■ Directive
Could you show every line in the records below that contains the string "flower", copying each line in full?

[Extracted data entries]
____
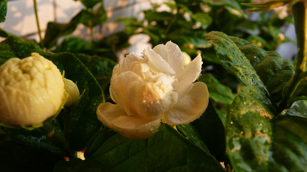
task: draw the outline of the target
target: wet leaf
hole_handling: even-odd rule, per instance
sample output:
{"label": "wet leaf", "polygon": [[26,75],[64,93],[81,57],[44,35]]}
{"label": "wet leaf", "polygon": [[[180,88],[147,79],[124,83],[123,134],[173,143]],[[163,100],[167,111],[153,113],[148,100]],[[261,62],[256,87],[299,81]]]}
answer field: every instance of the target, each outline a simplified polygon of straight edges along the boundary
{"label": "wet leaf", "polygon": [[288,115],[276,119],[275,113],[258,88],[246,87],[236,97],[225,127],[235,171],[303,171],[307,167],[307,119]]}
{"label": "wet leaf", "polygon": [[56,164],[53,172],[109,172],[111,170],[89,159],[79,158],[59,161]]}
{"label": "wet leaf", "polygon": [[291,107],[287,110],[285,115],[307,118],[307,100],[301,100],[294,102]]}
{"label": "wet leaf", "polygon": [[109,129],[104,128],[93,138],[84,156],[112,171],[224,171],[213,156],[167,124],[153,136],[140,140]]}
{"label": "wet leaf", "polygon": [[176,125],[176,127],[178,131],[183,136],[187,137],[190,141],[206,151],[209,152],[207,146],[202,140],[201,136],[191,124],[180,124]]}
{"label": "wet leaf", "polygon": [[198,79],[207,85],[210,98],[215,102],[227,104],[232,102],[235,96],[230,88],[221,84],[212,75],[203,74]]}
{"label": "wet leaf", "polygon": [[219,162],[223,162],[226,150],[225,129],[211,100],[209,100],[206,111],[191,124],[196,129],[211,154]]}
{"label": "wet leaf", "polygon": [[29,148],[11,140],[0,144],[0,166],[2,172],[51,172],[63,156]]}
{"label": "wet leaf", "polygon": [[220,62],[227,70],[246,85],[267,90],[249,61],[230,37],[223,32],[211,32],[205,35],[207,42],[213,44]]}

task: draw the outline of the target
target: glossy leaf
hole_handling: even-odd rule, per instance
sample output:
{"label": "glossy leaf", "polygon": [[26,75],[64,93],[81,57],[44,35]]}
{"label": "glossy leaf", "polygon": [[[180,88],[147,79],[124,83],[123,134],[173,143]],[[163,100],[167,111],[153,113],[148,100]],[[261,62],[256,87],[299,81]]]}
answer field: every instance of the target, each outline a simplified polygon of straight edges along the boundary
{"label": "glossy leaf", "polygon": [[90,11],[88,9],[83,10],[84,17],[82,23],[88,27],[94,27],[101,24],[106,21],[108,19],[107,13],[103,7],[103,3],[102,3],[97,9],[94,10]]}
{"label": "glossy leaf", "polygon": [[187,137],[190,141],[206,151],[209,152],[207,146],[202,140],[201,136],[191,124],[180,124],[176,125],[176,127],[183,136]]}
{"label": "glossy leaf", "polygon": [[199,12],[190,14],[191,18],[201,24],[201,28],[203,29],[207,28],[212,23],[212,17],[209,14],[204,12]]}
{"label": "glossy leaf", "polygon": [[2,0],[0,2],[0,23],[5,21],[5,17],[7,12],[7,0]]}
{"label": "glossy leaf", "polygon": [[267,51],[243,39],[230,37],[249,60],[266,86],[271,100],[278,102],[282,98],[284,87],[294,74],[293,66],[276,51]]}
{"label": "glossy leaf", "polygon": [[214,101],[227,104],[232,102],[235,96],[230,88],[221,84],[212,75],[203,74],[198,78],[198,80],[207,85],[209,96]]}
{"label": "glossy leaf", "polygon": [[103,90],[110,84],[116,62],[106,58],[91,56],[84,54],[75,55],[86,66]]}
{"label": "glossy leaf", "polygon": [[[85,90],[80,103],[73,112],[69,138],[72,148],[78,150],[83,149],[102,125],[96,114],[97,107],[104,101],[99,84],[86,67],[71,53],[46,53],[38,45],[22,41],[16,36],[9,36],[0,43],[0,57],[5,59],[13,57],[22,58],[29,56],[33,52],[38,52],[52,61],[61,72],[65,70],[65,78],[75,83],[77,81],[80,93]],[[59,121],[60,124],[61,120]]]}
{"label": "glossy leaf", "polygon": [[64,159],[63,156],[30,148],[13,140],[0,144],[0,155],[3,172],[51,172],[58,161]]}
{"label": "glossy leaf", "polygon": [[307,100],[301,100],[294,102],[291,107],[287,110],[285,115],[307,118]]}
{"label": "glossy leaf", "polygon": [[[3,130],[12,139],[40,151],[49,151],[52,153],[67,156],[61,149],[55,147],[38,128],[32,130],[23,129],[12,129],[2,127]],[[61,133],[61,131],[59,131]]]}
{"label": "glossy leaf", "polygon": [[[76,1],[79,0],[75,0]],[[93,8],[95,5],[101,2],[101,0],[80,0],[84,6],[87,8]]]}
{"label": "glossy leaf", "polygon": [[99,84],[86,67],[73,54],[60,53],[50,55],[48,59],[60,71],[65,71],[65,77],[77,82],[79,91],[85,92],[72,112],[70,137],[72,147],[78,151],[84,149],[91,137],[101,128],[97,118],[98,106],[104,101]]}
{"label": "glossy leaf", "polygon": [[56,164],[53,172],[109,172],[111,171],[89,159],[79,158],[59,161]]}
{"label": "glossy leaf", "polygon": [[213,156],[167,124],[141,140],[113,135],[109,129],[104,128],[93,138],[84,156],[112,171],[224,171]]}
{"label": "glossy leaf", "polygon": [[274,109],[259,88],[248,86],[238,93],[226,120],[226,143],[235,170],[266,171],[270,153]]}
{"label": "glossy leaf", "polygon": [[81,10],[68,23],[48,23],[44,39],[45,47],[50,48],[56,44],[60,37],[72,33],[78,24],[82,22],[84,13],[84,10]]}
{"label": "glossy leaf", "polygon": [[210,153],[219,161],[223,162],[226,149],[225,129],[211,100],[203,114],[191,123],[202,138]]}
{"label": "glossy leaf", "polygon": [[267,90],[249,61],[230,37],[223,32],[212,31],[206,34],[207,42],[214,46],[220,62],[227,70],[246,85]]}
{"label": "glossy leaf", "polygon": [[235,171],[306,169],[307,119],[283,115],[276,120],[275,113],[259,88],[246,87],[237,95],[230,107],[225,127],[227,147]]}

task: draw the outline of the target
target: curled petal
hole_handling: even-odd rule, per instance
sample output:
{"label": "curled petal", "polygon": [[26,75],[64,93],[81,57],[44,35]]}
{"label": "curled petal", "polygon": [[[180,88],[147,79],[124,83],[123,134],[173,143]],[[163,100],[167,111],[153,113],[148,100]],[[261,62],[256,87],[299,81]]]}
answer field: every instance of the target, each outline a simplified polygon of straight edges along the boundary
{"label": "curled petal", "polygon": [[200,54],[187,66],[177,78],[179,83],[173,91],[178,94],[178,100],[183,97],[192,88],[192,84],[199,77],[201,71],[201,57]]}
{"label": "curled petal", "polygon": [[168,124],[187,124],[199,118],[205,111],[209,103],[207,86],[201,82],[193,84],[188,93],[164,113],[164,119]]}
{"label": "curled petal", "polygon": [[[121,60],[119,62],[119,73],[121,73],[130,70],[130,68],[132,63],[136,62],[140,62],[142,59],[143,59],[142,57],[138,55],[134,52],[132,52],[127,55],[126,58]],[[115,67],[114,68],[115,68]],[[113,72],[114,72],[114,69]]]}
{"label": "curled petal", "polygon": [[109,103],[100,104],[96,113],[103,124],[125,137],[135,139],[154,135],[161,121],[161,118],[148,122],[139,117],[128,116],[119,105]]}
{"label": "curled petal", "polygon": [[144,55],[144,63],[148,64],[154,72],[161,72],[165,74],[175,74],[175,71],[169,65],[152,49],[147,47],[144,50],[142,54]]}
{"label": "curled petal", "polygon": [[169,41],[165,45],[158,45],[153,50],[160,54],[174,69],[176,73],[175,76],[179,76],[183,71],[183,56],[178,45]]}

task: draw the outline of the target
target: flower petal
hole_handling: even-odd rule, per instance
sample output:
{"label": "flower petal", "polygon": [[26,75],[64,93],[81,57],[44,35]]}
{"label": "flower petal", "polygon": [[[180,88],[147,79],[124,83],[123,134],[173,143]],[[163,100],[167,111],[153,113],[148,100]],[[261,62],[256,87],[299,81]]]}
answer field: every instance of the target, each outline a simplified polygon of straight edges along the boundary
{"label": "flower petal", "polygon": [[[133,62],[140,62],[142,59],[143,59],[142,57],[138,55],[134,52],[132,52],[127,55],[126,57],[121,60],[119,62],[119,73],[131,70],[130,67]],[[113,69],[113,72],[114,70]]]}
{"label": "flower petal", "polygon": [[175,72],[165,60],[152,49],[147,47],[142,53],[144,55],[144,63],[148,65],[154,72],[161,72],[165,74],[175,74]]}
{"label": "flower petal", "polygon": [[98,119],[104,125],[125,137],[136,139],[154,135],[161,121],[160,118],[148,122],[140,117],[128,116],[119,105],[109,103],[100,104],[96,113]]}
{"label": "flower petal", "polygon": [[207,86],[201,82],[193,84],[188,93],[164,113],[164,119],[168,124],[187,124],[199,118],[205,111],[209,103]]}
{"label": "flower petal", "polygon": [[169,66],[176,73],[175,76],[180,75],[183,71],[183,56],[178,46],[171,41],[167,42],[165,45],[160,44],[153,49],[154,52],[159,54],[169,65]]}
{"label": "flower petal", "polygon": [[201,71],[201,57],[199,54],[177,78],[179,83],[173,91],[178,94],[178,101],[183,97],[192,88],[192,83],[199,77]]}

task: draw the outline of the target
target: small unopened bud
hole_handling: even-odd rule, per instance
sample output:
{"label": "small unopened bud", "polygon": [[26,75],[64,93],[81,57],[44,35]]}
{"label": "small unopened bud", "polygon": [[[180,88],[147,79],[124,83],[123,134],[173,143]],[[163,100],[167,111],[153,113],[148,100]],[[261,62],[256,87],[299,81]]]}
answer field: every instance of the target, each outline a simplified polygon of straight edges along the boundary
{"label": "small unopened bud", "polygon": [[65,106],[69,106],[74,104],[80,96],[79,89],[76,84],[68,79],[64,78],[64,88],[65,89],[65,94],[68,95],[67,101],[65,103]]}

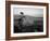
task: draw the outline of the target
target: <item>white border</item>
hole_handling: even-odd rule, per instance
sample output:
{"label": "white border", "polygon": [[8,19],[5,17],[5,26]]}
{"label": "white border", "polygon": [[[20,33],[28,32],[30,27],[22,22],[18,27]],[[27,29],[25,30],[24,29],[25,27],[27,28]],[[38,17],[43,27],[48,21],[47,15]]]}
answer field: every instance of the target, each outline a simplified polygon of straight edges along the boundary
{"label": "white border", "polygon": [[[43,9],[43,32],[26,32],[26,33],[13,33],[13,8],[34,8],[34,9]],[[11,37],[24,37],[24,36],[41,36],[46,35],[46,6],[39,5],[17,5],[11,4]]]}

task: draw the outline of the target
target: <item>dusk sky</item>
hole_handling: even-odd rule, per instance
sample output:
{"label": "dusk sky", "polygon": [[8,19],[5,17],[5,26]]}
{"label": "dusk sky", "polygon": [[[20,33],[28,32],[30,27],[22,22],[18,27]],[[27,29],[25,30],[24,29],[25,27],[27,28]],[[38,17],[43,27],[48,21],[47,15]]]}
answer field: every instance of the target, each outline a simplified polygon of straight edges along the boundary
{"label": "dusk sky", "polygon": [[20,12],[23,12],[24,15],[30,15],[35,17],[43,16],[43,9],[34,9],[34,8],[14,8],[13,9],[14,15],[20,14]]}

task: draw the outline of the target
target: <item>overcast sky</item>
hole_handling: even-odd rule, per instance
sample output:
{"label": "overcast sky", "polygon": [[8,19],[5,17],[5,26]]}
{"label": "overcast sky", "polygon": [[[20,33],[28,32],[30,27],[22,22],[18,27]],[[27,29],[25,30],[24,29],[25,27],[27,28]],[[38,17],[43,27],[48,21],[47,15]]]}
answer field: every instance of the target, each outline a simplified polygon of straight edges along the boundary
{"label": "overcast sky", "polygon": [[23,12],[24,15],[30,15],[35,17],[43,16],[43,9],[34,9],[34,8],[14,8],[13,9],[13,13],[15,15],[20,14],[20,12]]}

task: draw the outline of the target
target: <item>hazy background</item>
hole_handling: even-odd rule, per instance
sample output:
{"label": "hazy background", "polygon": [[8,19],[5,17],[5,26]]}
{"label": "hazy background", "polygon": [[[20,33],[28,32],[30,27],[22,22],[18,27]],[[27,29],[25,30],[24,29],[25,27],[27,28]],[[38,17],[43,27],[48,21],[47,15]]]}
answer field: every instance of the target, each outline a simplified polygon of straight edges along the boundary
{"label": "hazy background", "polygon": [[20,12],[23,12],[24,15],[43,17],[43,9],[33,9],[33,8],[14,8],[13,9],[14,15],[20,14]]}

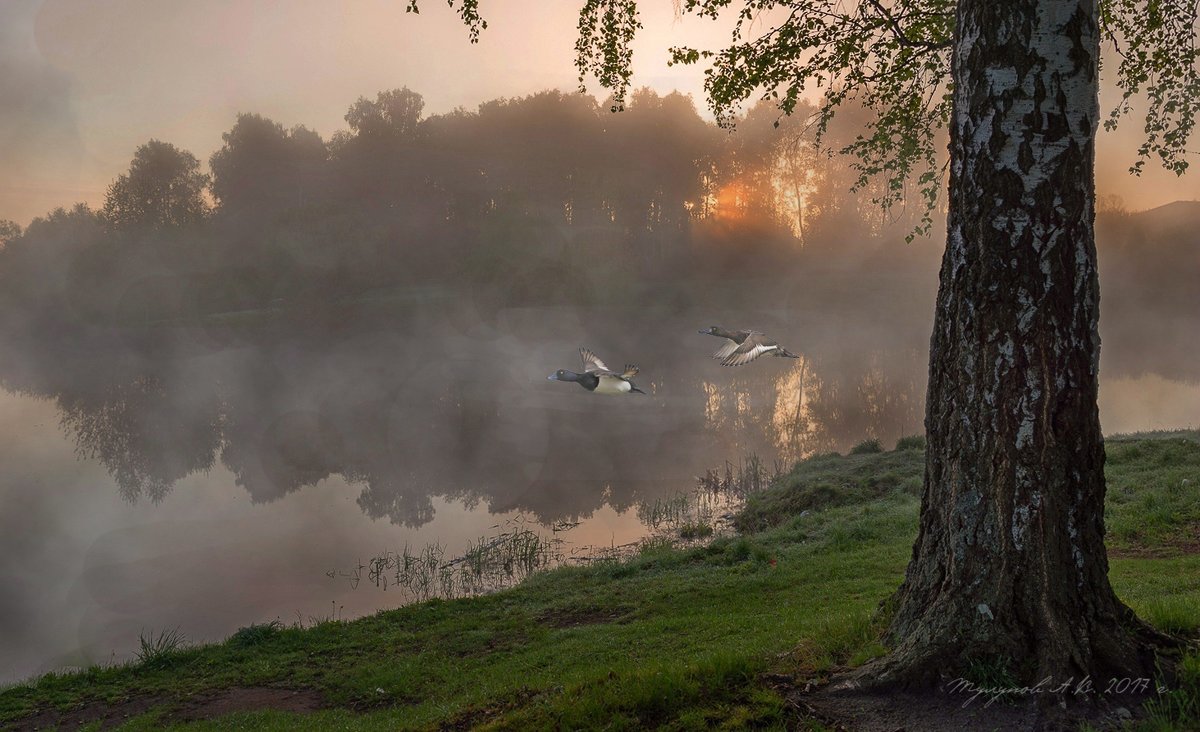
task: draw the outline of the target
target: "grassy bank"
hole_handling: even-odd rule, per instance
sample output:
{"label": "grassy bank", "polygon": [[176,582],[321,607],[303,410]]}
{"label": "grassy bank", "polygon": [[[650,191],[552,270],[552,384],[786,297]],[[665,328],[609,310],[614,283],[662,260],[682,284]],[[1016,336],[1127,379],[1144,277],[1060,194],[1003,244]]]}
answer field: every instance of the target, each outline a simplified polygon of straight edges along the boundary
{"label": "grassy bank", "polygon": [[[648,546],[488,596],[253,625],[214,646],[164,637],[137,664],[0,691],[0,726],[803,727],[781,690],[884,652],[875,612],[919,508],[920,444],[905,448],[804,461],[750,499],[740,535],[704,547]],[[1198,434],[1115,438],[1108,475],[1117,593],[1196,636]],[[1162,715],[1200,724],[1193,668]]]}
____
■ Task response
target: flower petal
{"label": "flower petal", "polygon": [[26,75],[64,93],[81,57],[44,35]]}
{"label": "flower petal", "polygon": [[[180,88],[147,79],[124,83],[123,134],[173,143]],[[163,100],[167,111],[153,113],[148,100]],[[261,62],[256,87],[299,81]]]}
{"label": "flower petal", "polygon": [[[133,62],[140,62],[142,59],[143,59],[142,57],[138,55],[134,52],[132,52],[127,55],[126,57],[121,60],[119,62],[119,73],[131,70],[130,67]],[[113,69],[113,72],[114,70]]]}
{"label": "flower petal", "polygon": [[175,72],[165,60],[152,49],[147,47],[142,53],[144,55],[144,63],[148,65],[154,72],[161,72],[165,74],[175,74]]}
{"label": "flower petal", "polygon": [[98,119],[104,125],[125,137],[136,139],[154,135],[161,121],[160,118],[148,122],[140,117],[128,116],[119,105],[109,103],[100,104],[96,113]]}
{"label": "flower petal", "polygon": [[207,86],[201,82],[193,84],[188,93],[164,113],[164,119],[168,124],[187,124],[199,118],[205,111],[209,103]]}
{"label": "flower petal", "polygon": [[169,66],[176,73],[175,76],[180,75],[183,71],[183,56],[178,46],[171,41],[167,42],[165,45],[160,44],[153,49],[154,52],[159,54],[169,65]]}
{"label": "flower petal", "polygon": [[201,71],[201,57],[199,54],[177,78],[179,83],[173,91],[178,94],[178,101],[183,97],[192,88],[192,83],[199,77]]}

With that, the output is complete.